Return the passage of the mailing-list post on blocking spam word for word, starting with "I run a script" and going on through "bother with it.".

═════ SOURCE EXTRACT ═════

Being hammered with viruses

Peter H. Lemieux mailscanner at
Tue Apr 25 17:18:59 UTC 2017

I rely on a combination of iptables rules and a lengthy access.db in 
sendmail to handle these sorts of problems.  You can add similar rules 
to a Postfix server using smtpd_client_restrictions, 
smtpd_sender_restrictions and smtpd_helo_restrictions in

In client_restrictions I have

smtpd_client_restrictions = sleep 3, reject_unauth_pipelining,
         check_sender_access pcre:/etc/postfix/sender_access

The first line enforces a three-second delay on the transaction which 
blocks spam flooding from senders that don't use the HELO/EHLO commands 
in the SMTP protocol.  This is the Postfix equivalent of sendmail's 
"greetpause" directive.  I also have a set of regex-based rules in the 
/etc/postfix/sender_access file like these:

# no mail from outsiders claiming to be us
/\.example\.com$/        REJECT
/10-10-10/               REJECT

# no two-letter country-code domains except us/ca
/\.us$/                 OK
/\.ca$/                 OK
/\.[a-z][a-z]$/         REJECT US senders only

The first rejects mail coming in claiming to be from senders in the 
local domain.  That may not work for you if you support remote clients. 
The second line protects against mail claiming to be from senders using 
alleged hostnames that mimic the server's IP address.

This client is a-US based community health center so they only want to 
accept mail from the US and CA country-code domains which gives rise to 
the second set of rules.  If you don't need to accept mail from servers 
in .vn, .in, .ru, etc., rules like this can help.

In the ruleset for helo_access I block a variety of the newer top-level 
domains that have become havens for spammers:

/\.click$/              REJECT
/\.date$/               REJECT
/\.faith$/              REJECT
/\.party$/              REJECT
/\.link$/               REJECT
/\.xyz$/                REJECT
/\.download$/           REJECT
/\.top$/                REJECT
/\.space$/              REJECT
/\.win$/                REJECT
/\.stream$/             REJECT
/\.gdn$/                REJECT
/\.website$/            REJECT
/\.bid$/                REJECT

I run a script each day which scans the mail log and tallies up the 
number of rejections per IP address.  Any IP address that generated ten 
or more spam rejections in a single day is blocked via an iptables rule.

The overall objective here is to drop as much junk as possible at the 
doorstep so MailScanner need not bother with it.


On 04/25/2017 12:05 PM, Danita Zanre wrote:
> I have one site that I scan for that is just being inundated with spam
> and viruses.  My poor server simply cannot keep up!

═════ RECORDS SHOWN ═════

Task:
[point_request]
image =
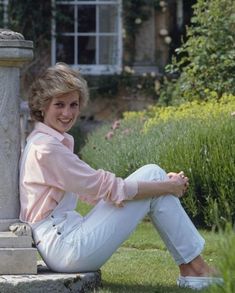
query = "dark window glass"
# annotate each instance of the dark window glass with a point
(86, 18)
(86, 50)
(65, 49)
(108, 50)
(65, 18)
(108, 18)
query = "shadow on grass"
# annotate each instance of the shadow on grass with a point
(108, 287)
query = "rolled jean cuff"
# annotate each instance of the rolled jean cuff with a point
(192, 256)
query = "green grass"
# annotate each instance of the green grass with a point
(142, 264)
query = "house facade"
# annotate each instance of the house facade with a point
(96, 35)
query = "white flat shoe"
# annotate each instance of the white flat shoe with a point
(198, 283)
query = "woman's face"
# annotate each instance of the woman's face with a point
(62, 112)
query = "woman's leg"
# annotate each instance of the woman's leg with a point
(106, 226)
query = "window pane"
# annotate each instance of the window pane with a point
(108, 18)
(65, 18)
(86, 50)
(1, 16)
(65, 49)
(86, 18)
(108, 51)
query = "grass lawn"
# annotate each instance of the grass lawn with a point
(142, 264)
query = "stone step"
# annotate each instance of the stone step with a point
(48, 281)
(10, 240)
(15, 261)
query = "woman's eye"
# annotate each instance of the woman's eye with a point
(74, 105)
(59, 105)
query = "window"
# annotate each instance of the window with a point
(3, 13)
(88, 35)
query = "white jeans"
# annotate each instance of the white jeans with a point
(73, 243)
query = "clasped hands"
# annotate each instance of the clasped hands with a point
(181, 183)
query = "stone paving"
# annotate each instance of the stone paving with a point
(48, 281)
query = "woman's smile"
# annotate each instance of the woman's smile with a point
(62, 112)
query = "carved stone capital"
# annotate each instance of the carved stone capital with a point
(6, 34)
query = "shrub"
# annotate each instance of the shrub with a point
(195, 137)
(206, 60)
(227, 264)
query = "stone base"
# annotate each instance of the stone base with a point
(18, 261)
(48, 281)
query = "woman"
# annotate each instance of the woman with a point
(53, 178)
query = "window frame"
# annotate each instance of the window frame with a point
(90, 69)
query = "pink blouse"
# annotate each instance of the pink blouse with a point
(51, 169)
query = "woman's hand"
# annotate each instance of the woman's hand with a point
(180, 183)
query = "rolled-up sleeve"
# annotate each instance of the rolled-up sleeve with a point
(59, 167)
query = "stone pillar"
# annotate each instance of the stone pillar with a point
(14, 52)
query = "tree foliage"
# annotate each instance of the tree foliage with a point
(206, 61)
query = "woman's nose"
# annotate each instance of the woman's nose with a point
(66, 112)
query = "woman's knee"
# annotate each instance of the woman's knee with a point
(149, 172)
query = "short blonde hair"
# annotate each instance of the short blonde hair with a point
(55, 81)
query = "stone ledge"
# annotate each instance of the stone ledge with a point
(48, 281)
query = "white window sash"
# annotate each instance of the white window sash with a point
(94, 68)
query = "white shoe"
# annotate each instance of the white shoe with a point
(198, 283)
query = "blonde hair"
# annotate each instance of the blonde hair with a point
(55, 81)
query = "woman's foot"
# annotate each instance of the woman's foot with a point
(197, 268)
(197, 275)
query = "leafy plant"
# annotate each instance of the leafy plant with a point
(195, 137)
(206, 60)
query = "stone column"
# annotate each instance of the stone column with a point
(14, 52)
(16, 253)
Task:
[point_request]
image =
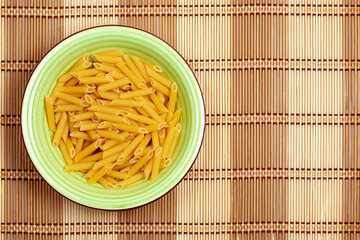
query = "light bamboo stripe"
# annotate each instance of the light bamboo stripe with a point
(189, 227)
(180, 11)
(227, 174)
(226, 65)
(284, 119)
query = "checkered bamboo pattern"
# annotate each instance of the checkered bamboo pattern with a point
(281, 153)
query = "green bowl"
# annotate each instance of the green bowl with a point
(37, 135)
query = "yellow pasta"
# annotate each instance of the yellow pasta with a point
(50, 113)
(77, 89)
(114, 119)
(131, 180)
(130, 128)
(113, 85)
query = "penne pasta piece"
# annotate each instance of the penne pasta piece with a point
(126, 103)
(79, 145)
(112, 118)
(64, 152)
(140, 83)
(115, 53)
(175, 119)
(93, 158)
(137, 117)
(141, 67)
(106, 183)
(131, 147)
(85, 73)
(56, 89)
(71, 99)
(106, 160)
(70, 148)
(99, 174)
(77, 89)
(82, 116)
(159, 87)
(140, 148)
(67, 108)
(137, 166)
(104, 109)
(162, 137)
(156, 163)
(81, 135)
(89, 174)
(173, 98)
(118, 175)
(90, 98)
(130, 128)
(107, 59)
(67, 76)
(158, 103)
(113, 85)
(115, 136)
(130, 64)
(93, 134)
(152, 113)
(96, 79)
(60, 129)
(168, 141)
(156, 127)
(148, 168)
(86, 126)
(78, 166)
(131, 180)
(137, 93)
(108, 95)
(158, 77)
(72, 82)
(105, 124)
(50, 113)
(108, 144)
(88, 150)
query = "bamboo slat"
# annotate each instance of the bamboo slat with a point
(280, 157)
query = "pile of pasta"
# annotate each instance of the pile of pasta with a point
(114, 118)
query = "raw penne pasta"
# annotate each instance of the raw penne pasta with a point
(158, 77)
(85, 73)
(130, 128)
(50, 113)
(78, 166)
(115, 53)
(107, 59)
(141, 67)
(114, 119)
(131, 180)
(68, 108)
(96, 79)
(64, 152)
(126, 103)
(140, 83)
(159, 87)
(77, 89)
(115, 136)
(133, 68)
(113, 85)
(60, 129)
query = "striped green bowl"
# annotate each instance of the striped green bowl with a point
(37, 136)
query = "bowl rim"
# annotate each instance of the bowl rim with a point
(202, 132)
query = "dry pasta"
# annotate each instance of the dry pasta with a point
(115, 119)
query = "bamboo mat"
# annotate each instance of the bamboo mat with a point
(281, 156)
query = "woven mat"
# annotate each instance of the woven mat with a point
(280, 158)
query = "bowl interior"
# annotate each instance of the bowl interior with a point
(37, 135)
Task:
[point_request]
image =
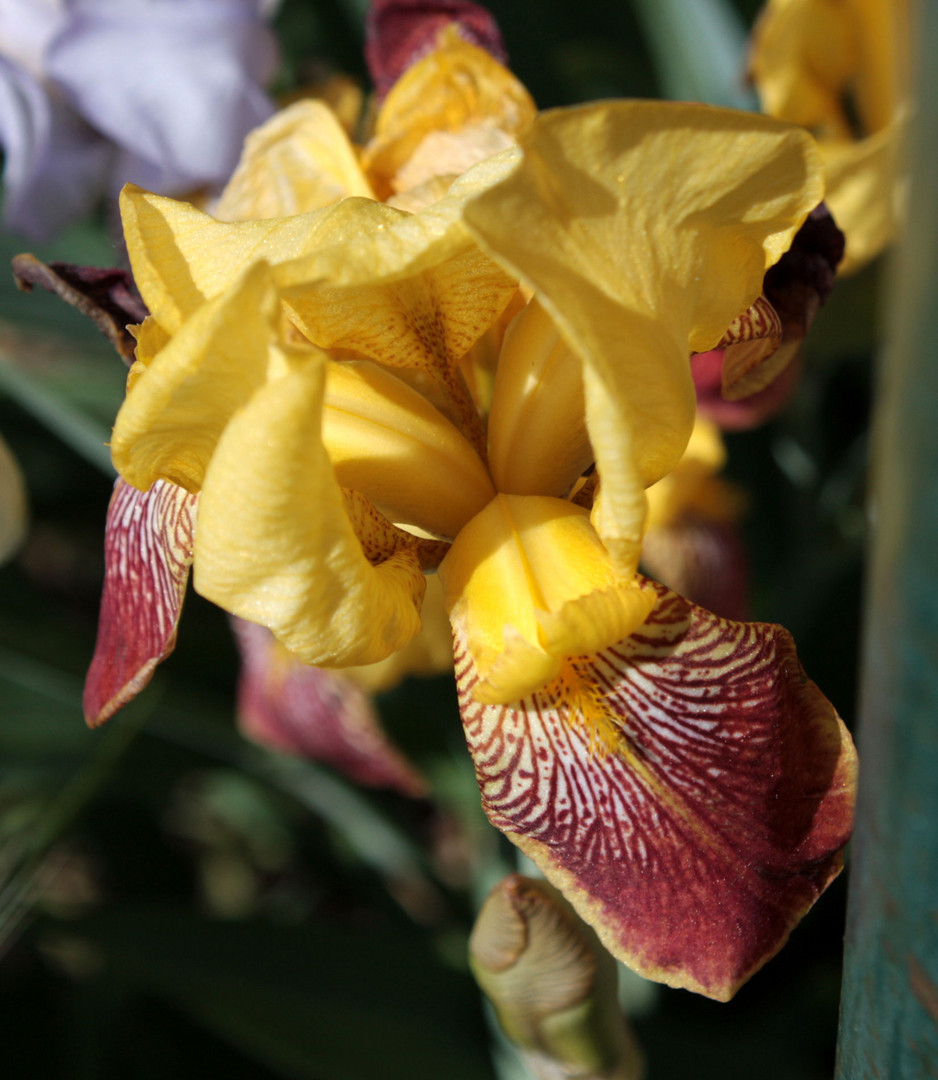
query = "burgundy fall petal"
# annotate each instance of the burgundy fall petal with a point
(699, 840)
(398, 32)
(148, 552)
(317, 714)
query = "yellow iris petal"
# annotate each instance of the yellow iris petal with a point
(457, 86)
(300, 160)
(646, 228)
(178, 404)
(388, 442)
(529, 583)
(538, 441)
(181, 257)
(275, 543)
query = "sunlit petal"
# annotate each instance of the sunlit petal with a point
(300, 160)
(406, 289)
(182, 257)
(697, 839)
(172, 417)
(13, 513)
(275, 544)
(647, 229)
(865, 192)
(315, 714)
(148, 551)
(388, 442)
(538, 440)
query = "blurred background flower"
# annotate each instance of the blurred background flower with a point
(95, 94)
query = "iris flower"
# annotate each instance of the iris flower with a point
(95, 93)
(841, 69)
(478, 379)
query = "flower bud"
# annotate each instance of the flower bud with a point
(552, 984)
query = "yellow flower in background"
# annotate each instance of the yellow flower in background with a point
(476, 379)
(841, 69)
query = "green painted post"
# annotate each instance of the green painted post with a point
(889, 1007)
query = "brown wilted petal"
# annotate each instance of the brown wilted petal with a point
(108, 296)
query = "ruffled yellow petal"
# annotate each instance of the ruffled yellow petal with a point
(647, 229)
(389, 443)
(300, 160)
(529, 583)
(176, 409)
(692, 486)
(710, 817)
(803, 54)
(538, 440)
(456, 89)
(181, 257)
(13, 515)
(275, 543)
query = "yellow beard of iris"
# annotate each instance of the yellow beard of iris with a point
(531, 585)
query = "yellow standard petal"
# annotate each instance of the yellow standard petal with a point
(178, 404)
(529, 584)
(646, 229)
(275, 543)
(300, 160)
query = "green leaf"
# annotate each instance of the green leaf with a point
(698, 48)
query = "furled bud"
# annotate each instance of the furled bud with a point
(552, 984)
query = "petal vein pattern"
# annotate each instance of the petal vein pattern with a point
(148, 552)
(697, 842)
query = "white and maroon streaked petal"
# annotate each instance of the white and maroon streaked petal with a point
(697, 844)
(148, 552)
(323, 715)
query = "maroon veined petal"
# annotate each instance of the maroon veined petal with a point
(398, 32)
(697, 835)
(317, 714)
(704, 561)
(148, 552)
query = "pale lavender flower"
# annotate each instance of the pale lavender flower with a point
(96, 93)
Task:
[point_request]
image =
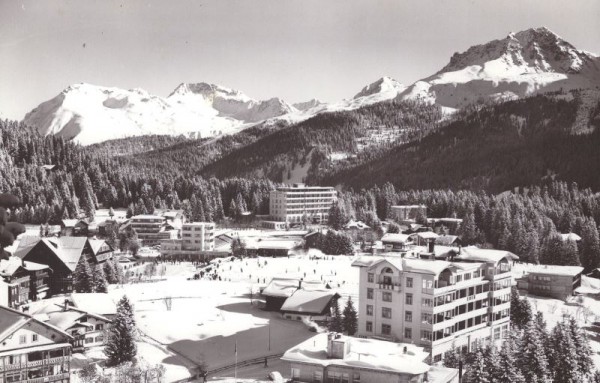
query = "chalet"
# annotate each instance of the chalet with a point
(396, 241)
(31, 350)
(551, 280)
(74, 227)
(97, 303)
(62, 255)
(359, 231)
(87, 329)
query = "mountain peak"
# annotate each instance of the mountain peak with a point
(383, 85)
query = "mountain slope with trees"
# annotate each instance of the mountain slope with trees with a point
(493, 148)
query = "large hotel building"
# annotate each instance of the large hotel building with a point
(438, 299)
(290, 204)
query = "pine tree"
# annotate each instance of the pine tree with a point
(121, 346)
(477, 370)
(335, 322)
(508, 368)
(82, 277)
(532, 358)
(110, 272)
(563, 361)
(99, 280)
(582, 347)
(350, 321)
(520, 309)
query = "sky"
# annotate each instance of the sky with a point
(296, 50)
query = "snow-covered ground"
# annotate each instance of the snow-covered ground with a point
(208, 317)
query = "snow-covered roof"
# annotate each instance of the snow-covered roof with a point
(395, 238)
(414, 265)
(473, 253)
(446, 240)
(363, 353)
(427, 235)
(98, 303)
(281, 287)
(555, 270)
(356, 225)
(570, 237)
(309, 301)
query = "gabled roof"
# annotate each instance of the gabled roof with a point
(11, 320)
(98, 303)
(313, 302)
(446, 240)
(473, 253)
(395, 238)
(65, 319)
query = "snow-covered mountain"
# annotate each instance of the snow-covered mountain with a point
(523, 63)
(302, 106)
(91, 114)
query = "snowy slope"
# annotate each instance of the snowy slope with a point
(523, 63)
(90, 114)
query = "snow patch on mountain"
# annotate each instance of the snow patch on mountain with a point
(90, 114)
(519, 65)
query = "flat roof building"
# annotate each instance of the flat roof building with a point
(331, 357)
(291, 204)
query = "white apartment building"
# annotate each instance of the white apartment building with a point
(290, 204)
(456, 300)
(198, 236)
(151, 229)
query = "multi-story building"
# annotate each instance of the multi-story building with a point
(407, 213)
(291, 204)
(196, 238)
(31, 350)
(199, 236)
(456, 300)
(152, 229)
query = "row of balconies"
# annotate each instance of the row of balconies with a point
(34, 363)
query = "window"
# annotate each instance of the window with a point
(427, 318)
(318, 377)
(386, 329)
(386, 312)
(295, 373)
(497, 333)
(425, 335)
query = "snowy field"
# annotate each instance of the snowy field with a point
(208, 317)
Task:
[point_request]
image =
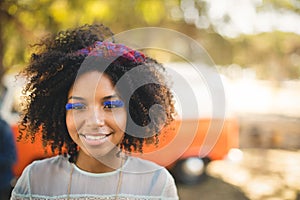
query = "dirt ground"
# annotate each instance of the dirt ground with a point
(262, 174)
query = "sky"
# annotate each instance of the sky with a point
(231, 18)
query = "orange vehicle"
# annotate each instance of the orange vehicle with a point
(185, 147)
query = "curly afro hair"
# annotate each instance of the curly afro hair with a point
(52, 71)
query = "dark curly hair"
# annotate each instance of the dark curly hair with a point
(52, 71)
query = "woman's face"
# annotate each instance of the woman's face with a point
(95, 116)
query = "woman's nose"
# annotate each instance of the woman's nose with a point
(96, 117)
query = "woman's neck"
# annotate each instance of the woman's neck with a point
(103, 164)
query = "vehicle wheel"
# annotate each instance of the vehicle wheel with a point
(190, 170)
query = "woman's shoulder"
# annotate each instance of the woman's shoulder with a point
(50, 163)
(41, 174)
(139, 165)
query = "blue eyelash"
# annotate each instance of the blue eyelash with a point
(75, 106)
(114, 104)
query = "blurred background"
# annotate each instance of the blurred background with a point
(255, 44)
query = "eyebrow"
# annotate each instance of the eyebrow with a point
(104, 98)
(74, 97)
(110, 97)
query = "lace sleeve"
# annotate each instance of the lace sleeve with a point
(22, 188)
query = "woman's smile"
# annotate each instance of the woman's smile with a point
(96, 117)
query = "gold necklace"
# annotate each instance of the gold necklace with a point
(118, 186)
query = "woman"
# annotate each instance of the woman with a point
(93, 100)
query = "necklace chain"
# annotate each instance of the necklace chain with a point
(118, 186)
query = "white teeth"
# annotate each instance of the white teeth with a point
(90, 137)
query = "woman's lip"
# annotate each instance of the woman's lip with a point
(94, 139)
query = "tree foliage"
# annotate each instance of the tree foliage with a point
(24, 21)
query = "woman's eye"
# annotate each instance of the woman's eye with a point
(113, 104)
(75, 106)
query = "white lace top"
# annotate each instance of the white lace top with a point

═════

RESULT OF THE EXERCISE –
I run a script each day which scans the mail log and tallies up the 
number of rejections per IP address.  Any IP address that generated ten 
or more spam rejections in a single day is blocked via an iptables rule.

The overall objective here is to drop as much junk as possible at the 
doorstep so MailScanner need not bother with it.